Task to carry out:
In the data below, which lines hold the word "fixture"? Copy them.

◆ ◆ ◆ ◆ ◆

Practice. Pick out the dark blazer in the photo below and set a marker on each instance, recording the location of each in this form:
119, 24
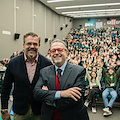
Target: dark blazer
74, 75
23, 90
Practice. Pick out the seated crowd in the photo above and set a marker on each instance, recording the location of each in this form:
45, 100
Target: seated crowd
98, 50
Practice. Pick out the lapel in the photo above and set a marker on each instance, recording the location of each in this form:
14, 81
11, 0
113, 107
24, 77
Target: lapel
23, 64
66, 74
37, 71
51, 76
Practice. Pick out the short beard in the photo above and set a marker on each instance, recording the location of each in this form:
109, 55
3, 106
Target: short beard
32, 56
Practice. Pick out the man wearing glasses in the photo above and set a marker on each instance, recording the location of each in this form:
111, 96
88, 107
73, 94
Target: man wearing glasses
61, 87
24, 70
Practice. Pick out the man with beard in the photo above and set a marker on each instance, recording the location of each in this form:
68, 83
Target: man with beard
61, 87
23, 71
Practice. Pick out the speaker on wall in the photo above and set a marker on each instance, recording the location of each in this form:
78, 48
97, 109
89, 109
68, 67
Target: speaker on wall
54, 36
46, 39
88, 19
16, 36
61, 28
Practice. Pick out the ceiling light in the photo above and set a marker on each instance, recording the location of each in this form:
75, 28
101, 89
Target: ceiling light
90, 11
92, 5
52, 1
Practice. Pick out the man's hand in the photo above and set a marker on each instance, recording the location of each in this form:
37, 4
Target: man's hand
6, 116
73, 93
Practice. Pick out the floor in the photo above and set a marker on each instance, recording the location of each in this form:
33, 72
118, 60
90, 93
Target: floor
98, 115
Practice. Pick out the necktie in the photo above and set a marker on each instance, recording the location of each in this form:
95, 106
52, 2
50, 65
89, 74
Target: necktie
59, 74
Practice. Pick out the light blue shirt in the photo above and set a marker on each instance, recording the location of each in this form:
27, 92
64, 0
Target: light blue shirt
57, 94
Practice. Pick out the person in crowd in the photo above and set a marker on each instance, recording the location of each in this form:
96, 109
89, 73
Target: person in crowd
23, 71
111, 79
13, 55
61, 87
95, 87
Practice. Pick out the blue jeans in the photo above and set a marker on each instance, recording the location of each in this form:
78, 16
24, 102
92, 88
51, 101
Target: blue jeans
106, 92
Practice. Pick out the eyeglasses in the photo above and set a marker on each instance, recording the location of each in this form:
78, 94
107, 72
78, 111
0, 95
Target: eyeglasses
34, 44
60, 50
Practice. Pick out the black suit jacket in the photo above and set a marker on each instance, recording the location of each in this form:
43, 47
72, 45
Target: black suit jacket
74, 76
23, 90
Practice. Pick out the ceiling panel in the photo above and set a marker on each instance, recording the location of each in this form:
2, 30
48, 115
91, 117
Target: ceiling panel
81, 8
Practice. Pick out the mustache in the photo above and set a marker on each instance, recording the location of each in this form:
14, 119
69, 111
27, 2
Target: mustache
32, 49
57, 55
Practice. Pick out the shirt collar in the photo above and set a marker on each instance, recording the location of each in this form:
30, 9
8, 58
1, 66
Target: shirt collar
36, 59
62, 68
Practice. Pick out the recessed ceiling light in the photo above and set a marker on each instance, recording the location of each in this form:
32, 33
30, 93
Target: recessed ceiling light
92, 5
90, 11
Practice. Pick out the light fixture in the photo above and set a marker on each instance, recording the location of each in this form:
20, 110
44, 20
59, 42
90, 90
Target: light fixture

◆ ◆ ◆ ◆ ◆

Solution for this problem:
Practice. Pick out the light fixture in the photo above and set a marker on each instance, recording the location of each in this form:
Target: light fixture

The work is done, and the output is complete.